- Dataset items -
■ ■ ■ ■ ■

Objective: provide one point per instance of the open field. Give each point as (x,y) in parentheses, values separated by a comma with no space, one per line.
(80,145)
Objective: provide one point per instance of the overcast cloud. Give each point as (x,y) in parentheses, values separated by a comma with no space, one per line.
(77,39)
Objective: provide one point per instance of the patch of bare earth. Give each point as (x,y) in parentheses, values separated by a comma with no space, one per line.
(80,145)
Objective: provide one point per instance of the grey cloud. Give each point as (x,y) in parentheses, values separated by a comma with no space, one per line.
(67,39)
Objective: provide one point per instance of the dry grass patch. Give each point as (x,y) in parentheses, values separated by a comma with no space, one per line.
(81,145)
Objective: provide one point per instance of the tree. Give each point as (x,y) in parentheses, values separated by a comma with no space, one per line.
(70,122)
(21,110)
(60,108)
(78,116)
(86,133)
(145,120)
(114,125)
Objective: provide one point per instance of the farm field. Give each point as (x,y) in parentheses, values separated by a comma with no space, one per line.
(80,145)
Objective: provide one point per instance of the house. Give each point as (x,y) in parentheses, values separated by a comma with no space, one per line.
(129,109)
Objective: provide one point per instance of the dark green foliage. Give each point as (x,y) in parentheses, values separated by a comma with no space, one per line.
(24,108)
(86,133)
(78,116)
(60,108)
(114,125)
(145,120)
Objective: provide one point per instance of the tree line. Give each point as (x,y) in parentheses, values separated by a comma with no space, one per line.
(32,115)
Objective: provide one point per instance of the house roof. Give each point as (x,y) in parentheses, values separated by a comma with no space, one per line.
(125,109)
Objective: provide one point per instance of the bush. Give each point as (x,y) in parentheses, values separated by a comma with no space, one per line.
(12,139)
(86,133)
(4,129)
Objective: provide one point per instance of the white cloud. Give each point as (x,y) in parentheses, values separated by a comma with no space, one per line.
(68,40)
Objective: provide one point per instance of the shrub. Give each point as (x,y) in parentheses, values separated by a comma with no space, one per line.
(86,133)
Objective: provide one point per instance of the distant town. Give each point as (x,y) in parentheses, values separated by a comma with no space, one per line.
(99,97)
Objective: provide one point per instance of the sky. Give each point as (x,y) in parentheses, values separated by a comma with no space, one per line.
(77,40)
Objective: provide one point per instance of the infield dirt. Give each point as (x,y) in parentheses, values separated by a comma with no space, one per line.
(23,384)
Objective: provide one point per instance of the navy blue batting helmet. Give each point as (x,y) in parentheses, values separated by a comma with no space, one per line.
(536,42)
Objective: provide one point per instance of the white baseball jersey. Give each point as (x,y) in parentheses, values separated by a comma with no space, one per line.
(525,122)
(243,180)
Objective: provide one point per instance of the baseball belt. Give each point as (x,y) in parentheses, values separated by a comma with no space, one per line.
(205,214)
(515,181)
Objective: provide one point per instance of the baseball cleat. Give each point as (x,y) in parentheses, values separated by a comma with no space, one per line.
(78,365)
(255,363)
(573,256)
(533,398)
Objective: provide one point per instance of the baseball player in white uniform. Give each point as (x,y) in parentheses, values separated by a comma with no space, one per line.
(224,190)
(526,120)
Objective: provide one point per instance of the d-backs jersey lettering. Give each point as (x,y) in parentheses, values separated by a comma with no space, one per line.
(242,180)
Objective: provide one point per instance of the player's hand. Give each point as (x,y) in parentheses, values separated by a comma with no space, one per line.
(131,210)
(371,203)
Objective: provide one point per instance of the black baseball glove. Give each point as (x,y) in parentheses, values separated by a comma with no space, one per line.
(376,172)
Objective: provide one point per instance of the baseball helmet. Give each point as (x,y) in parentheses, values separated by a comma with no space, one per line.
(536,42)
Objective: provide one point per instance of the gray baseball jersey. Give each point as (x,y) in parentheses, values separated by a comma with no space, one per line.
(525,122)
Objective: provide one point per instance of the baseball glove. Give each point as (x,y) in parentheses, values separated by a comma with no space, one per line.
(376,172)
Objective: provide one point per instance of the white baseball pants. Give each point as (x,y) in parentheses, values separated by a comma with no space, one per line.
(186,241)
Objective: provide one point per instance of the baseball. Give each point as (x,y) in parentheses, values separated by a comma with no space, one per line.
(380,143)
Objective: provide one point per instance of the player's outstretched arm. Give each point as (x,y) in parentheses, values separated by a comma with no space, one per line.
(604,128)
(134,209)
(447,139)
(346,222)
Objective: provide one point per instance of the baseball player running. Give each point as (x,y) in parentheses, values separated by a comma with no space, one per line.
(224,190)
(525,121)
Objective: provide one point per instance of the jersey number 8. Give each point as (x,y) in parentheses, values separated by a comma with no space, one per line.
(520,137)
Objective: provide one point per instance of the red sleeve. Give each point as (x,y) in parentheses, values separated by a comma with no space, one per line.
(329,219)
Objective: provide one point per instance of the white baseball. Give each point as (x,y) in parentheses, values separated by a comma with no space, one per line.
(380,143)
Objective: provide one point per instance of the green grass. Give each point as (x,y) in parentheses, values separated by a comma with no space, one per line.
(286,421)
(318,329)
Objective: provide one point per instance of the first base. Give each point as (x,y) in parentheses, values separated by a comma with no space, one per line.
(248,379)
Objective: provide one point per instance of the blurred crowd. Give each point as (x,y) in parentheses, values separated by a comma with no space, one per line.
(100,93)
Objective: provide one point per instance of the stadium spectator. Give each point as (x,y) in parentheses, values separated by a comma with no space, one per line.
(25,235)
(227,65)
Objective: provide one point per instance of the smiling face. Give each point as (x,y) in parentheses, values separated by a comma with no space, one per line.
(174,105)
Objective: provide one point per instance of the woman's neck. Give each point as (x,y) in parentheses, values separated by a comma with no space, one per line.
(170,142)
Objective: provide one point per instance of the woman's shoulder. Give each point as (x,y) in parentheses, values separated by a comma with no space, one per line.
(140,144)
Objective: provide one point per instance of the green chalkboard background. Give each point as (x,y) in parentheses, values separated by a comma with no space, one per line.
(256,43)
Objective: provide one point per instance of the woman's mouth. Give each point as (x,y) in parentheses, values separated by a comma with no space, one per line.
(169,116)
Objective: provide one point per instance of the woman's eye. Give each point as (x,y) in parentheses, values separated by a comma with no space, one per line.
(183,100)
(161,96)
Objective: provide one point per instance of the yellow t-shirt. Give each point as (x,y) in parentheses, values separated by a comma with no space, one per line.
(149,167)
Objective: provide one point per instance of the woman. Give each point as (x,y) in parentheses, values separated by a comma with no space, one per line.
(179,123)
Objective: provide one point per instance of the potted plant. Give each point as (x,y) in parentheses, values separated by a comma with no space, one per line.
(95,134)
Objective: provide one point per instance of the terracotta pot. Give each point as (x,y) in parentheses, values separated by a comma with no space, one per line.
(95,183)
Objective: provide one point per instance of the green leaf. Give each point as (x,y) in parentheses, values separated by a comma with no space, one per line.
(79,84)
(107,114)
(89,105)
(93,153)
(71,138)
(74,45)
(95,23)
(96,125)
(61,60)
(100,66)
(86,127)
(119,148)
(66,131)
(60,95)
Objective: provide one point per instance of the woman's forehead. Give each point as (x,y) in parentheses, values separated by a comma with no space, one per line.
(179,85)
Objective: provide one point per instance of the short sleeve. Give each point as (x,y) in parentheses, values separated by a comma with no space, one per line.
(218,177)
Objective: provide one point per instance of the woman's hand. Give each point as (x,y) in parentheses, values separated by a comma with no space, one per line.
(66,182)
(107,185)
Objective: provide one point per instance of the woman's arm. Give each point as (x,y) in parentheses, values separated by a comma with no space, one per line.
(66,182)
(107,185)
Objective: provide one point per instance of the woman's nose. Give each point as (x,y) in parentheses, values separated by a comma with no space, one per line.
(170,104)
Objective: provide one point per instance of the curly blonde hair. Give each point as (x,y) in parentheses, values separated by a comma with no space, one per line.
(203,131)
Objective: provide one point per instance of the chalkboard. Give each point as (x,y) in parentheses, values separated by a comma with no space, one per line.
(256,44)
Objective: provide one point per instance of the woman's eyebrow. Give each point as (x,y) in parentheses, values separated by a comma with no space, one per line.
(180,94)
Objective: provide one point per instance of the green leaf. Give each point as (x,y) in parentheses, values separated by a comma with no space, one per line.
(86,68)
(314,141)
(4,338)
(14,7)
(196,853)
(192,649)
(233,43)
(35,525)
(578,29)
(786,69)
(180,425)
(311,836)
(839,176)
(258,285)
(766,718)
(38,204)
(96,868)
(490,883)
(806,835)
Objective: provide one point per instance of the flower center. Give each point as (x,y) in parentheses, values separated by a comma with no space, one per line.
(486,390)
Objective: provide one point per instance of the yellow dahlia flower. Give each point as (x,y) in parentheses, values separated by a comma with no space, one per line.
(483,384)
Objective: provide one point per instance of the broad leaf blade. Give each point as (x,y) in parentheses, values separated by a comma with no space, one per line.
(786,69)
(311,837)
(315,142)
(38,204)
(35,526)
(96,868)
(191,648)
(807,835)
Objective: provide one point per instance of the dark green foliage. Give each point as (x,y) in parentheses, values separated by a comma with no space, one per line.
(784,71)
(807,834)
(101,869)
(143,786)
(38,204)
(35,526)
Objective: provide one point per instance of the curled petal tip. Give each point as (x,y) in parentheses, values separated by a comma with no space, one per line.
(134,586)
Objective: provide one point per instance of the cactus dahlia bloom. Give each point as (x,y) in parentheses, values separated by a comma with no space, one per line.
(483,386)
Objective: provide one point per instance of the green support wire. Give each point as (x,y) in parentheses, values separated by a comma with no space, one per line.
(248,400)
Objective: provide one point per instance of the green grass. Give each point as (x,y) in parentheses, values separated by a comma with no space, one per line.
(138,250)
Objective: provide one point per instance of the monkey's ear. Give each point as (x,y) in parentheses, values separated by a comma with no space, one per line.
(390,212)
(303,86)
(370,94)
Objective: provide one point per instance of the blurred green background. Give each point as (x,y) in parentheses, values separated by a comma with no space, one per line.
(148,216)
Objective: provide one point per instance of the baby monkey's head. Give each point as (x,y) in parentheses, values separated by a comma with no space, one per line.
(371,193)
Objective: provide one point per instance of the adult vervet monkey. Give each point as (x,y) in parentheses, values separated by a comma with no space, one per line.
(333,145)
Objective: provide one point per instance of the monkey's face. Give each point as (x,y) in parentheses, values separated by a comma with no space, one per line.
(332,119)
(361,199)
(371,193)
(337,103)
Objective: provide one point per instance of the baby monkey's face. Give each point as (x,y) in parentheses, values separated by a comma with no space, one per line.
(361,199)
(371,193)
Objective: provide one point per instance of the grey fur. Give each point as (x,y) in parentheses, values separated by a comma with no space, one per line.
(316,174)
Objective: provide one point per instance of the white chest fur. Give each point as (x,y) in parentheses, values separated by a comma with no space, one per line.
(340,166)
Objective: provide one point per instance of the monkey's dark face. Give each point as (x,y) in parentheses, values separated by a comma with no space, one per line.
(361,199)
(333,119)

■ ■ ■ ■ ■

After locating the line containing "baby monkey's face.", write out that line and all remaining lines of the records exactly, with nothing added.

Objective: provide one point per instance of the baby monkey's face. Give each point as (x,y) in parentheses, values separated by a comma with no space, one per line.
(361,199)
(371,193)
Objective: provide one point per instance of the grey fur. Give each point as (x,y) in parentheses, values separated by a comma with no space, one per line.
(316,174)
Objective: provide one point per instance of the white chest fur. Give each point as (x,y) in parentheses, values separated by a comma with no space, one per line.
(340,166)
Objective: provide one point per instance of the monkey's dark face. Give each point as (x,y) in parentheses, values separated by a comma with no space, one per line.
(361,199)
(333,119)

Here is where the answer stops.